#### ITENS APRESENTADOS:
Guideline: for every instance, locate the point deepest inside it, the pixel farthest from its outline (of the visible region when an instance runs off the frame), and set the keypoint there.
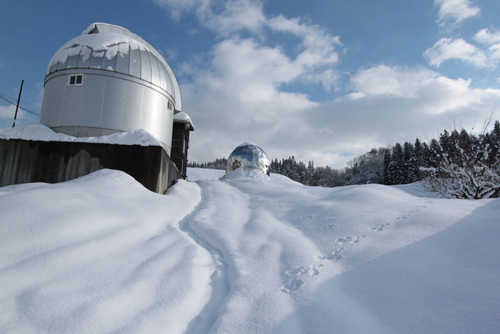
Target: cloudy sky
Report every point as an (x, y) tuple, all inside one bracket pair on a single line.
[(323, 80)]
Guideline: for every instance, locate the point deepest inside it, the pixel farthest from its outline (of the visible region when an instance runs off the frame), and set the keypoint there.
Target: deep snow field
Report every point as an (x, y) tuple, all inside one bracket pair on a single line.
[(245, 254)]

#### OBJETIVO DO EXERCÍCIO:
Reproduza fielmente todas as linhas dos itens acima, sem incluir as imagens na resposta.

#### RESULTADO ABAIXO:
Guideline: for every instance, locate the point deepest inside it, the pixel farthest from its outline (of the visible region when an instance runs off the frame), and set the keypoint there.
Target: cloudy sky
Report every point as an (x, y) tuple, all inside one bracket pair on a single line.
[(323, 80)]
Guideline: for every instance, locate the point deepest inside it, the pixel farthest from its outline (of the visible region when an instance runs off the frame), and set the keypoint there.
Target: deep snow field
Report every point as an (x, y) tuple, all inside one bracket pair on a single line.
[(245, 254)]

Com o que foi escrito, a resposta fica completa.